** start Extracted data **
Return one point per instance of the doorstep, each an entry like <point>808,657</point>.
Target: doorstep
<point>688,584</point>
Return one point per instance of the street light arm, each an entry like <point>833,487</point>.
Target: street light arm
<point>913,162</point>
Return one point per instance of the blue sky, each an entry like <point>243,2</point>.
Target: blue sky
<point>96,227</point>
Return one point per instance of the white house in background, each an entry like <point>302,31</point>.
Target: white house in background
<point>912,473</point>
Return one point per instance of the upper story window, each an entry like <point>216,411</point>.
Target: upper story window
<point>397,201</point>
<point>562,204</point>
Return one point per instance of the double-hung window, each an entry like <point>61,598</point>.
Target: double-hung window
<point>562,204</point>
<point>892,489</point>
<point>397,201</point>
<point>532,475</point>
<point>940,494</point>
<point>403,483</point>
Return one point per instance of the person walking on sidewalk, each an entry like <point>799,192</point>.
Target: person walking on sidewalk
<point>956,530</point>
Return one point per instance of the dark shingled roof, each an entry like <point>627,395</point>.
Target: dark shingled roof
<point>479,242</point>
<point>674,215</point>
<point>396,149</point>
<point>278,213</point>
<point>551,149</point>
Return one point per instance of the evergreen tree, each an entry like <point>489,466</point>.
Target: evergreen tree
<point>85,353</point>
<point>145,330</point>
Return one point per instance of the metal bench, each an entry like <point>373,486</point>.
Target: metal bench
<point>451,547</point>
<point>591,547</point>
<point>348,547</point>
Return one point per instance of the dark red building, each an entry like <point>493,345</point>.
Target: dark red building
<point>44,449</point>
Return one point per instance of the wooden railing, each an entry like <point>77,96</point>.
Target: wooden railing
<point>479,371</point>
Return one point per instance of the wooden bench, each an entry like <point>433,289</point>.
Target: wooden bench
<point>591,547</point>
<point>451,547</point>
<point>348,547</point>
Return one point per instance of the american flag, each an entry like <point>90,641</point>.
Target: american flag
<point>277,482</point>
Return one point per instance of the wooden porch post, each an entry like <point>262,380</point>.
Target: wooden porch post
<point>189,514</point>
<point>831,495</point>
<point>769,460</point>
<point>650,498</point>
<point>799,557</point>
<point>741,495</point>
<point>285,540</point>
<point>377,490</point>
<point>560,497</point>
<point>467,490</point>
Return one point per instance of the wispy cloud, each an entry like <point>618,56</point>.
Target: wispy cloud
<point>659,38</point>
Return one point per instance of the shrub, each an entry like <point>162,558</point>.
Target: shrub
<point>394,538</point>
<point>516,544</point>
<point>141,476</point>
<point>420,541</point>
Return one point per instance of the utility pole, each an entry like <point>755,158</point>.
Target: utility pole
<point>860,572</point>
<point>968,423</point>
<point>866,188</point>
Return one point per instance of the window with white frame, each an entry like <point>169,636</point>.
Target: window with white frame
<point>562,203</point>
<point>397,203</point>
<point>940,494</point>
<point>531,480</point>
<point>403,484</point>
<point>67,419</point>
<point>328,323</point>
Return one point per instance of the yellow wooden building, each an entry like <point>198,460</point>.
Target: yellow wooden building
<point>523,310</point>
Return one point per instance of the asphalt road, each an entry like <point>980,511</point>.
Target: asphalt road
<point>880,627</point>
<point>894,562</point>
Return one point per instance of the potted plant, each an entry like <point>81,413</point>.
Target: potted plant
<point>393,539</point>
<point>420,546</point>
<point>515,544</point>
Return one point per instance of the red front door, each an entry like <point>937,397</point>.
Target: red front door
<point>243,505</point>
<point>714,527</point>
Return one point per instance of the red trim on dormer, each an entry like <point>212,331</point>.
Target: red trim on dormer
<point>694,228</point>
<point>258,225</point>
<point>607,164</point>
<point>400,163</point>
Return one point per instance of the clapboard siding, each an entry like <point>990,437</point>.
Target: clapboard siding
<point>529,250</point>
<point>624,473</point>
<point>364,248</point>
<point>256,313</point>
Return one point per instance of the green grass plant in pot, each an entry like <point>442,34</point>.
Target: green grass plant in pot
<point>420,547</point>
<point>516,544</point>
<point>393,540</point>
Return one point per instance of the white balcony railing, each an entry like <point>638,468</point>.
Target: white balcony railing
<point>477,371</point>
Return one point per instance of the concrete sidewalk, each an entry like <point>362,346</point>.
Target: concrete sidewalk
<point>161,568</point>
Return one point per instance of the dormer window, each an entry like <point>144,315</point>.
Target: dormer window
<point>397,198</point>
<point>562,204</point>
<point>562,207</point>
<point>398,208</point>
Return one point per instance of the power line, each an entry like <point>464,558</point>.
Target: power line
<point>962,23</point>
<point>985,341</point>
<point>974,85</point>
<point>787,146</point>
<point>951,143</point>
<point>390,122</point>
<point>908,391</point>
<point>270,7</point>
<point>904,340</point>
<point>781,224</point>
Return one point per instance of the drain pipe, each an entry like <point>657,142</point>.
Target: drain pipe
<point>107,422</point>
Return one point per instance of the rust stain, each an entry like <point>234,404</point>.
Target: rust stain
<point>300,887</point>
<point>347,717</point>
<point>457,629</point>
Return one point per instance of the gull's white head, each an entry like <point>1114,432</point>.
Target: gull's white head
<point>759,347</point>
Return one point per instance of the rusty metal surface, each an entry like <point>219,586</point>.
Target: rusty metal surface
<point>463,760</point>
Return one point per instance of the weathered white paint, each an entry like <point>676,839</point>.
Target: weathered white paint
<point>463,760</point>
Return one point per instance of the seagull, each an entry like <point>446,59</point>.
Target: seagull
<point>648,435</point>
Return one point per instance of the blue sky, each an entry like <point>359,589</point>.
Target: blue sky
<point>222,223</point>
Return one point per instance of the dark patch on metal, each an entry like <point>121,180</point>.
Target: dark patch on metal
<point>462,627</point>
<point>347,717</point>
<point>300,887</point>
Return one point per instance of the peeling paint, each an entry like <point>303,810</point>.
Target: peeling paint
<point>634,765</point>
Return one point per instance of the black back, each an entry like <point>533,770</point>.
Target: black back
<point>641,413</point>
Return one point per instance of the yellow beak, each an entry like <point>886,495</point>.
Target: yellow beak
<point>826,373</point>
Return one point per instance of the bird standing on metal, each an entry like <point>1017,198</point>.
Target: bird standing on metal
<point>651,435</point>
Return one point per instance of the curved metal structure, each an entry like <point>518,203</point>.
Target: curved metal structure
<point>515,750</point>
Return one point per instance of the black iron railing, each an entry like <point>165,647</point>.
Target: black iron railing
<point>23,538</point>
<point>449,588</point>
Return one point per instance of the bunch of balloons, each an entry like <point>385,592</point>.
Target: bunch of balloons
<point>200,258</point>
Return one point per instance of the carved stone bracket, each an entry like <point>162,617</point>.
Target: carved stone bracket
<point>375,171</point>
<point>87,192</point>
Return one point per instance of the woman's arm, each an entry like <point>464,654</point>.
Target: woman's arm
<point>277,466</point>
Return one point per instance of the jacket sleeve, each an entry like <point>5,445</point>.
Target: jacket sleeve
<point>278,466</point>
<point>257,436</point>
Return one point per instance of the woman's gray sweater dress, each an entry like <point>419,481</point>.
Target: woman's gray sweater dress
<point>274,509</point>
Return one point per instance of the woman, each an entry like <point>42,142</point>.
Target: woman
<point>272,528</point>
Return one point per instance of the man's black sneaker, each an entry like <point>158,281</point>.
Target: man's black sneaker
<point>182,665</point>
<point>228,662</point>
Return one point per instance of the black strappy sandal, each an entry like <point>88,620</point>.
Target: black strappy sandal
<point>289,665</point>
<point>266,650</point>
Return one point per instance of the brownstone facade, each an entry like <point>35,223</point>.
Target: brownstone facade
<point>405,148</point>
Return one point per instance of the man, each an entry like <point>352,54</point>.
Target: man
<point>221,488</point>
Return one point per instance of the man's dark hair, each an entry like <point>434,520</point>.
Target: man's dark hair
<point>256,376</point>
** end Extracted data **
* [Work to complete]
Can you write out all of the entries above, word for word and in the same order?

* [Answer for this exercise]
Return one point per instance of the doorstep, each an entry like <point>808,657</point>.
Target: doorstep
<point>688,584</point>
Return one point per instance of the street light arm, each an entry like <point>833,487</point>.
Target: street light arm
<point>913,162</point>
Return one point per instance of the blue sky, each an entry like <point>243,2</point>.
Target: blue sky
<point>96,227</point>
Return one point per instance of the white house in background, each an entry like <point>302,31</point>.
Target: white house in background
<point>912,473</point>
Return one point per instance of the upper story window, each an entry like <point>216,411</point>.
Target: upper story window
<point>397,201</point>
<point>562,204</point>
Return one point per instance of the double-hung window, each an entry like <point>61,598</point>.
Target: double-hung window
<point>562,204</point>
<point>892,489</point>
<point>397,201</point>
<point>532,475</point>
<point>940,494</point>
<point>403,483</point>
Return one point per instance of the person walking on sidewalk, each an entry like <point>799,192</point>.
Target: person walking on sidewalk
<point>956,530</point>
Return one point per instance of the dark shingled roof, each an entry like <point>627,395</point>.
Target: dark shingled roof
<point>479,242</point>
<point>674,215</point>
<point>396,149</point>
<point>278,213</point>
<point>551,149</point>
Return one point per instance of the evergreen tree, each an entry like <point>489,466</point>.
Target: evergreen tree
<point>85,353</point>
<point>145,330</point>
Return one point per instance of the metal bench, each an entry like <point>373,486</point>.
Target: metal bench
<point>451,547</point>
<point>591,547</point>
<point>348,547</point>
Return one point per instance of the dark red building, each an entry like <point>493,345</point>.
Target: dark red building
<point>44,449</point>
Return one point per instance of the wooden railing, each an entry like <point>77,96</point>.
Target: wooden railing
<point>479,371</point>
Return one point per instance of the wooden bench, each an entry like <point>433,289</point>.
Target: wooden bench
<point>591,547</point>
<point>451,547</point>
<point>348,547</point>
Return one point per instance of the american flag, each an entry like <point>90,641</point>.
Target: american flag
<point>277,482</point>
Return one point per instance of the wooden porch post, each an entry like <point>262,380</point>.
Target: wooden porch post
<point>189,514</point>
<point>831,495</point>
<point>769,460</point>
<point>650,498</point>
<point>799,557</point>
<point>741,495</point>
<point>285,540</point>
<point>377,490</point>
<point>560,497</point>
<point>467,490</point>
Return one point per instance of the wispy cloud, each an entry like <point>618,56</point>.
Target: wispy cloud
<point>659,38</point>
Return one point per instance of the shrub, each an entry like <point>162,558</point>.
Target: shrub
<point>394,538</point>
<point>516,544</point>
<point>141,476</point>
<point>420,541</point>
Return one point per instance of the utility pole, each an entry like <point>755,158</point>.
Target: utility pole
<point>860,572</point>
<point>968,423</point>
<point>866,188</point>
Return one point per instance of the window with white frame, each an entry like <point>169,636</point>.
Target: window with white frame
<point>562,203</point>
<point>397,203</point>
<point>940,494</point>
<point>531,480</point>
<point>403,484</point>
<point>67,419</point>
<point>328,323</point>
Return one point per instance of the yellow wooden building, each an entry like <point>198,460</point>.
Target: yellow wooden building
<point>523,310</point>
Return one point per instance of the asphalt road, each an entry like <point>980,511</point>.
Target: asphalt road
<point>880,627</point>
<point>894,562</point>
Return one point per instance of the potted plant, each an entry like <point>81,413</point>.
Target: potted plant
<point>393,539</point>
<point>420,546</point>
<point>515,544</point>
Return one point per instance of the red front door, each an entry like <point>937,397</point>.
Target: red front door
<point>243,505</point>
<point>714,527</point>
Return one point per instance of the red trim on dormer, each an entry like <point>212,331</point>.
Target: red trim on dormer
<point>694,228</point>
<point>258,225</point>
<point>607,164</point>
<point>400,163</point>
Return one point per instance of the clapboard siding, each an entry like <point>990,437</point>.
Target: clapboard siding
<point>529,250</point>
<point>624,473</point>
<point>364,248</point>
<point>256,313</point>
Return one point per instance of the green grass plant in pot, each an entry like <point>442,34</point>.
Target: green grass plant in pot
<point>420,547</point>
<point>516,544</point>
<point>393,540</point>
Return one point per instance of the white balcony railing, each an entry like <point>638,468</point>.
Target: white balcony railing
<point>477,371</point>
Return one point per instance of the concrete sidewalk, each an entry like <point>362,346</point>.
Target: concrete sidewalk
<point>161,568</point>
Return one point per instance of the dormer window, each an entry like <point>144,315</point>.
Target: dormer window
<point>397,198</point>
<point>562,204</point>
<point>562,207</point>
<point>398,208</point>
Return one point per instance of the power line, each an entry like <point>464,558</point>.
Target: power line
<point>962,23</point>
<point>985,341</point>
<point>974,85</point>
<point>787,146</point>
<point>951,143</point>
<point>390,122</point>
<point>908,391</point>
<point>270,7</point>
<point>904,340</point>
<point>781,224</point>
Return one point per instance of the drain pipe, each an entry like <point>657,142</point>.
Target: drain pipe
<point>107,422</point>
Return one point per instance of the rust stain, each an entry like <point>234,404</point>.
Target: rust stain
<point>300,887</point>
<point>347,717</point>
<point>457,629</point>
Return one point per instance of the gull's white head, each an entry like <point>1114,432</point>.
Target: gull's white head
<point>759,347</point>
Return one point per instance of the rusty metal surface, each an entry like <point>219,586</point>.
Target: rusty metal surface
<point>463,760</point>
Return one point per instance of the weathered white paint, each an entry like <point>676,839</point>.
Target: weathered white paint
<point>463,760</point>
Return one point per instance of the seagull, each an entry like <point>446,59</point>.
Target: seagull
<point>648,435</point>
Return one point per instance of the blue sky, each an entry like <point>359,589</point>.
Target: blue sky
<point>222,223</point>
Return one point per instance of the dark patch on metal, each an entry like <point>121,180</point>.
Target: dark patch on metal
<point>462,627</point>
<point>347,717</point>
<point>300,887</point>
Return one point per instance of the peeling paint, each an entry like <point>303,810</point>.
Target: peeling paint
<point>634,765</point>
Return one point per instance of the black back, each an entry like <point>533,770</point>.
Target: black back
<point>641,413</point>
Return one point per instance of the yellow beak, each an entry like <point>886,495</point>.
Target: yellow beak
<point>826,373</point>
Return one point per instance of the bird standing on metal, each an entry like <point>1017,198</point>.
Target: bird standing on metal
<point>651,435</point>
Return one point per instance of the curved metal structure, each an entry like <point>518,203</point>.
Target: curved metal structure
<point>515,750</point>
Return one point per instance of the black iron railing, each an entry like <point>165,647</point>.
Target: black iron railing
<point>23,538</point>
<point>449,588</point>
Return one point per instance of the bunch of balloons, each an entry like <point>385,592</point>.
Target: bunch of balloons
<point>200,258</point>
Return one point per instance of the carved stone bracket, each an entry like <point>162,617</point>.
Target: carved stone bracket
<point>375,171</point>
<point>87,192</point>
Return one point per instance of the woman's arm, each an entry like <point>464,654</point>.
Target: woman's arm
<point>277,466</point>
Return one point per instance of the jacket sleeve, each an entry like <point>5,445</point>.
Target: jacket sleeve
<point>278,466</point>
<point>257,436</point>
Return one point per instance of the woman's gray sweater dress, each an entry like <point>419,481</point>.
Target: woman's gray sweater dress
<point>274,509</point>
Return one point per instance of the woman, each an entry like <point>42,142</point>.
Target: woman
<point>272,528</point>
Return one point per instance of the man's black sneaker, each an entry like <point>158,281</point>.
Target: man's black sneaker
<point>182,665</point>
<point>228,662</point>
Return one point per instance of the black strappy sandal, each an entry like <point>88,620</point>.
Target: black strappy sandal
<point>289,665</point>
<point>266,650</point>
Return one point per instance of the brownstone facade, each an entry like <point>35,223</point>.
Target: brownstone facade
<point>405,148</point>
Return one point per instance of the man, each an entry like <point>352,54</point>.
Target: man
<point>221,488</point>
Return one point per instance of the man's dark hair, each an entry like <point>434,520</point>.
Target: man's dark hair
<point>256,376</point>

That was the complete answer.